Extract every line of the source records below and reproduce each one word for word.
## begin Dataset excerpts
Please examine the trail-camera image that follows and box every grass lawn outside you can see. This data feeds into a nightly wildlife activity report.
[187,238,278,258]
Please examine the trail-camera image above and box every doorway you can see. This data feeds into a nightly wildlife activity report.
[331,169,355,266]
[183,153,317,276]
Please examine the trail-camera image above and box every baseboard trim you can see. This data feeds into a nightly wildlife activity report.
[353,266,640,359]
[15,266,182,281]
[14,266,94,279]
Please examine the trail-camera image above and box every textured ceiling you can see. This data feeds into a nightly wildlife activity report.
## end Dataset excerpts
Final result:
Please examine the trail-camera image that follows and box every grass lawn outside you can see. This data feeds into a nightly wildlife activity report.
[187,238,278,258]
Please examine the trail-camera image above and box every doorway you can see. This data feeds into a nightly wildlife activity report.
[331,169,355,266]
[183,153,317,276]
Please examine the trail-camera image above and box every baseboard trim you can see. This data feeds into a nightly wildlife activity report.
[353,266,640,359]
[15,266,182,281]
[14,266,94,279]
Please examine the trail-camera image above and box every textured ceiling you can see. This data feeds into a nightly wildlife activity report.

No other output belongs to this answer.